▸ **TASK TO CARRY OUT**: Change every "black" in the lines below to "dark gray" and leave everything else as it is.

▸ **DATA SUPPLIED**:
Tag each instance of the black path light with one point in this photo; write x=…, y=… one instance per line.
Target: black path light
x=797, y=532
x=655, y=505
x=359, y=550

▸ **RESPONSE BELOW**:
Tag each instance of the dark gray path light with one point in this photo; write x=…, y=… one instance per line.
Target: dark gray path light
x=797, y=532
x=655, y=505
x=359, y=550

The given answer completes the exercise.